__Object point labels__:

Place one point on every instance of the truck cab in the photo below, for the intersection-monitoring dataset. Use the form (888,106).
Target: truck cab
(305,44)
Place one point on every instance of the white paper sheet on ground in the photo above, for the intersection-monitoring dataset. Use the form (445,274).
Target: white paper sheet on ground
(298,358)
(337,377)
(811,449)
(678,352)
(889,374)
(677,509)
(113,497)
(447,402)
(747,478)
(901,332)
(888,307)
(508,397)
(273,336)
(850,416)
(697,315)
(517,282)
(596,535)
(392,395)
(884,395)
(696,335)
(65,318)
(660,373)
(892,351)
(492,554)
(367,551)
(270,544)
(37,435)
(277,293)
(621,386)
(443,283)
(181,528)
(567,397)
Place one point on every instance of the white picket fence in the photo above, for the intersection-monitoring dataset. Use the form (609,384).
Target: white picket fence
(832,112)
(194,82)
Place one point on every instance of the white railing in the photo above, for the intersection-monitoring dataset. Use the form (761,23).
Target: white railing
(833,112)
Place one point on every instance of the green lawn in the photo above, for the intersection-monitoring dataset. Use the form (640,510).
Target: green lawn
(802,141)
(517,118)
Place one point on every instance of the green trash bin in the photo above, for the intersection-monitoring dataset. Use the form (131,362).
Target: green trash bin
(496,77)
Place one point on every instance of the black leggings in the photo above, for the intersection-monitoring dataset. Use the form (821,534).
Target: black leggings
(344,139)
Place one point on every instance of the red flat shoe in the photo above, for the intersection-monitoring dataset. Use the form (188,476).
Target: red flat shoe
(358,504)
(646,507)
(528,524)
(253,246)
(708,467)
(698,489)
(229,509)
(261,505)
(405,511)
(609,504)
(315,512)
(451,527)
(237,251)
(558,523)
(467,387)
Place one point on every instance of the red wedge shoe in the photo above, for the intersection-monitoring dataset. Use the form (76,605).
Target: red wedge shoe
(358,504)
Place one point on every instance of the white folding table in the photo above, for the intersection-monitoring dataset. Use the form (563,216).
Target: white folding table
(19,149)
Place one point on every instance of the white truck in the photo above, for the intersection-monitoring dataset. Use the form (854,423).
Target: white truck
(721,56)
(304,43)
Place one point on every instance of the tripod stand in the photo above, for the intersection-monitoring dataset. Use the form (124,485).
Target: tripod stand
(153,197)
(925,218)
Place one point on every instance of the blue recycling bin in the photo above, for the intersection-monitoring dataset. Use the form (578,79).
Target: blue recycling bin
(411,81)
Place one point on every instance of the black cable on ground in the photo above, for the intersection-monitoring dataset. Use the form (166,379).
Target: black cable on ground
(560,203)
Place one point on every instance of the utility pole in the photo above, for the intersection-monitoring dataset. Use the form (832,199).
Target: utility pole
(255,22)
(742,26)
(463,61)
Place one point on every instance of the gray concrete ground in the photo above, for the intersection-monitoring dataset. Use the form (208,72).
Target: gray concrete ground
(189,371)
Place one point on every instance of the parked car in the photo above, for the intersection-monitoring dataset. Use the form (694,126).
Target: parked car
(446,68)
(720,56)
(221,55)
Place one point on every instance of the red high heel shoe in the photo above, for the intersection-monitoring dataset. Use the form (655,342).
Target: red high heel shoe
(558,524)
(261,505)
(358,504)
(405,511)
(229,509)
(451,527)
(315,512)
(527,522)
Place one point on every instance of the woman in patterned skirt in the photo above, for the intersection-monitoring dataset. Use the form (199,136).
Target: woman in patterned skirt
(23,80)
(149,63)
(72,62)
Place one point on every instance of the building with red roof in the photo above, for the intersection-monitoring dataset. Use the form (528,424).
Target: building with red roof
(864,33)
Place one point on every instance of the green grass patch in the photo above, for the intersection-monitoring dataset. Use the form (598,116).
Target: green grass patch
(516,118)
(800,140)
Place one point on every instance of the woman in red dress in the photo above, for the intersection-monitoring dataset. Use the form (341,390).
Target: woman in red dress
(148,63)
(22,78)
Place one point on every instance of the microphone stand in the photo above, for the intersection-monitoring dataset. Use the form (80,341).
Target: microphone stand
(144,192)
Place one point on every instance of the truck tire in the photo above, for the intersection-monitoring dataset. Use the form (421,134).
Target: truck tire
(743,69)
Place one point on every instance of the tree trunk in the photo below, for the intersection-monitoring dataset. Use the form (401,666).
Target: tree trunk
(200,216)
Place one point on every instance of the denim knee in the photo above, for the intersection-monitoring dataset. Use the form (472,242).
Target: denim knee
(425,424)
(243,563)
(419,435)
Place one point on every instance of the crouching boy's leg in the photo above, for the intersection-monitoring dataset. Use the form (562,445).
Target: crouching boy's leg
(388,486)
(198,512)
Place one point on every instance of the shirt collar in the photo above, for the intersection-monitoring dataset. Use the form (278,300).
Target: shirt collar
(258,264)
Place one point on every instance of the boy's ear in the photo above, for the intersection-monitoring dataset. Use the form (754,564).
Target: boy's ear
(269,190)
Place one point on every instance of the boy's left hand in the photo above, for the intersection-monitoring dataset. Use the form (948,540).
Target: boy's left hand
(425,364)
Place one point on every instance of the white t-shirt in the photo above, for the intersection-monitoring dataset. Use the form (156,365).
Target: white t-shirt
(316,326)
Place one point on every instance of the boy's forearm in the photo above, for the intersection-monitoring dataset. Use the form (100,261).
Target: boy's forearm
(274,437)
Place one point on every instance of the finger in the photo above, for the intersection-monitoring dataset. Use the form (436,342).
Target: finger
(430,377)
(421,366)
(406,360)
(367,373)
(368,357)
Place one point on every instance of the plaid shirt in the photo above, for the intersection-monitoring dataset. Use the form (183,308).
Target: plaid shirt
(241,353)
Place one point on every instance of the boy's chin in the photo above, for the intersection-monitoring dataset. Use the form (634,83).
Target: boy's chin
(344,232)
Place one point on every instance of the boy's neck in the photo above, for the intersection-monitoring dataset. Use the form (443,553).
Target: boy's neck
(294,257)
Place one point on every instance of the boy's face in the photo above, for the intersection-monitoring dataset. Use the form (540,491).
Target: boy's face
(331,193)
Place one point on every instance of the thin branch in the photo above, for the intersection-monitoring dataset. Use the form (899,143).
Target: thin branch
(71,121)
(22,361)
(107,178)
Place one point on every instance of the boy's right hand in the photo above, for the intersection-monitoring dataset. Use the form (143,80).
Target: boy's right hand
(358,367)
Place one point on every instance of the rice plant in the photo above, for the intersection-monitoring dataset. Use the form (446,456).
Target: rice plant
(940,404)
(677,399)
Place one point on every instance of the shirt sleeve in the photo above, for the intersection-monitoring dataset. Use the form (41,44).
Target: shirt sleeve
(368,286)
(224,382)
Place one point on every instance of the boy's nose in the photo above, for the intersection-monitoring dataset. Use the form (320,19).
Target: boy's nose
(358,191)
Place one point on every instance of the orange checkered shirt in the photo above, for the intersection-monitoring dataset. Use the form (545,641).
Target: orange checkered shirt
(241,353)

__Work to complete__: From the records above, extract every entry verbatim.

__Solution__:
Place one point on every instance of the truck cab in the photo below, for the intersection-monitoring dataset. Use the form (888,106).
Target: truck cab
(305,44)
Place one point on every instance of the white paper sheet on ground in the photo above, for the intersection-monitoring dataset. Use the form (445,274).
Target: white paper sheet on ground
(298,358)
(337,377)
(811,449)
(678,352)
(889,374)
(677,509)
(113,497)
(447,402)
(747,478)
(901,332)
(888,307)
(508,397)
(273,336)
(850,416)
(697,315)
(517,282)
(596,535)
(392,395)
(884,395)
(696,335)
(65,318)
(660,373)
(892,351)
(492,554)
(367,551)
(270,544)
(37,435)
(277,293)
(621,386)
(443,283)
(181,528)
(567,397)
Place one point on every instance of the white picket fence in the photo above, for the intersection-monitoring dataset. Use the form (609,384).
Target: white picket fence
(832,112)
(194,82)
Place one point on every instance of the white railing in the photo above, for the intersection-monitoring dataset. Use the form (761,23).
Target: white railing
(833,112)
Place one point on every instance of the green lawn in the photo above, for the intersection-monitoring dataset. Use the form (640,510).
Target: green lawn
(802,141)
(517,118)
Place one point on every instance of the green trash bin in the photo above, for the intersection-monitoring dataset. Use the form (131,362).
Target: green trash bin
(496,77)
Place one point on every instance of the black leggings in the photo above, for the intersection-monitoring dataset. Use the form (821,534).
Target: black leggings
(344,139)
Place one point on every instance of the red flat shoe in the photo above, for the intersection-monitoring dataset. Use the form (188,476).
Target: red flat shoe
(358,504)
(646,507)
(528,524)
(253,246)
(708,467)
(698,489)
(229,509)
(261,505)
(405,511)
(609,504)
(315,512)
(451,527)
(237,251)
(558,523)
(467,387)
Place one point on every instance of the red wedge shoe in the photo above, for the intersection-monitoring dataset. Use the form (76,605).
Target: red wedge shoe
(358,504)
Place one point on every instance of the white folding table in the photo above, for the intersection-monitoring dataset. Use the form (563,216).
Target: white folding table
(19,149)
Place one point on every instance of the white truck in the photo above, for the intersection-monitoring dataset. Use the form (854,423).
Target: white truck
(721,56)
(304,43)
Place one point on every instance of the tripod stand in the photo above, for the intersection-monitoring dataset. Use the form (124,485).
Target: tripod stand
(153,197)
(925,218)
Place one point on every instance of the blue recycling bin in the photo above, for the intersection-monitoring dataset. Use the form (578,79).
Target: blue recycling bin
(411,81)
Place one point on every instance of the black cable on ground in the photo above, for the intersection-monitoring dataset. Use the form (166,379).
Target: black cable on ground
(560,203)
Place one point on every instance of the utility pole in the photo above, for the intersection-monitoring dataset. Use the form (832,199).
Target: utility pole
(255,22)
(742,26)
(463,61)
Place one point on every instance of the gray concrete ground in the photo above, for the intersection-monitoring dataset. Use the form (208,72).
Target: gray concrete ground
(189,371)
Place one point on every instance of the parked car in the photo above, for the intersection-monitoring dataset. Use the form (694,126).
Target: parked car
(446,68)
(720,56)
(221,55)
Place one point on every instance of the red high heel shoe in the photo above, for the intersection-monitoring dataset. Use the form (655,342).
Target: red high heel shoe
(558,524)
(261,505)
(358,504)
(405,511)
(229,509)
(451,527)
(315,512)
(527,522)
Place one point on every instance of the woman in patterned skirt in the photo above, for the intersection-monitoring dataset. Use the form (199,136).
Target: woman in patterned skirt
(23,80)
(149,63)
(72,62)
Place one point on every instance of the building with red roof in the photo above, for the intersection-monitoring dataset. Use the form (528,424).
Target: building with red roof
(864,33)
Place one point on every instance of the green grass patch in the photo above, for the intersection-monitoring dataset. Use the form (598,116).
Target: green grass patch
(516,118)
(800,140)
Place one point on every instance of the woman in red dress in the photo above, for the intersection-monitoring dataset. Use the form (341,390).
Target: woman in red dress
(148,63)
(22,78)
Place one point on every instance of the microphone stand in the photo above, for the intersection-monitoring dataset. Use the form (80,341).
Target: microphone stand
(144,192)
Place one point on every instance of the truck tire in the photo above, for the intersection-monitoring dataset. Use the form (421,134).
Target: truck tire
(743,69)
Place one point on every instance of the tree trunk in the photo below, for the intersection-monitoring dataset. Use the form (401,666).
Target: tree trunk
(200,216)
Place one point on every instance of the denim knee in the photo above, for the intersection-monitoring dataset. Use the form (472,242).
Target: denim knee
(425,424)
(243,563)
(419,435)
Place one point on every instance of the crouching boy's leg in the photo above, for the intersection-monitoring dataset. Use the form (562,445).
Target: crouching boy's leg
(388,486)
(198,512)
Place one point on every instance of the shirt collar in the photo above, for the intersection-monitoring dataset. Use the form (278,300).
Target: shirt collar
(258,264)
Place one point on every instance of the boy's ear in the photo above, for the intersection-monitoring dataset. Use the form (754,564).
Target: boy's ear
(269,190)
Place one point on every instance of the boy's left hand in the photo above, for the intersection-monitoring dataset. Use the form (948,540).
Target: boy's left hand
(425,364)
Place one point on every instance of the white t-shirt in the photo above, for the intersection-monitoring dataset. Use the form (156,365).
Target: white t-shirt
(316,326)
Place one point on every instance of the boy's forearm in the photo above, for the intersection-monitoring dataset. Use the form (100,261).
Target: boy's forearm
(274,437)
Place one point on every instance of the finger in the photo above, for the intersection-monitoring dataset. Use the form (436,342).
Target: finger
(430,377)
(421,366)
(406,360)
(367,373)
(368,357)
Place one point on every instance of the plaid shirt in the photo above, for the intersection-monitoring dataset. Use the form (183,308).
Target: plaid shirt
(241,353)
Place one point on every instance of the boy's chin in the photo above, for the intersection-monitoring dataset. Use the form (634,83).
Target: boy's chin
(344,232)
Place one point on every instance of the boy's neck in the photo above, for the intersection-monitoring dataset. Use the form (443,553).
Target: boy's neck
(294,257)
Place one point on every instance of the boy's face in the photo above, for the intersection-monitoring dataset. Use the form (540,491).
Target: boy's face
(331,193)
Place one point on every instance of the thin branch in the photo above, for the intersection-monitoring dataset. Use the form (899,143).
Target: thin branch
(71,121)
(22,361)
(107,178)
Place one point on every instance of the boy's right hand in the photo above, for the intersection-monitoring dataset. Use the form (143,80).
Target: boy's right hand
(358,367)
Place one point on every instance of the rice plant in the photo above, for the intersection-monitoring dataset. Use the form (446,456).
Target: rice plant
(940,404)
(677,399)
Place one point on every instance of the shirt sleeve in the photo above, for the intersection-monitoring dataset. Use the form (41,44).
Target: shirt sleeve
(368,286)
(224,382)
Place one point on every instance of the boy's nose in the photo above, for the intersection-monitoring dataset. Use the form (320,19).
Target: boy's nose
(358,191)
Place one point on every instance of the orange checkered shirt in the photo above, for the intersection-monitoring dataset. Use the form (545,641).
Target: orange checkered shirt
(241,353)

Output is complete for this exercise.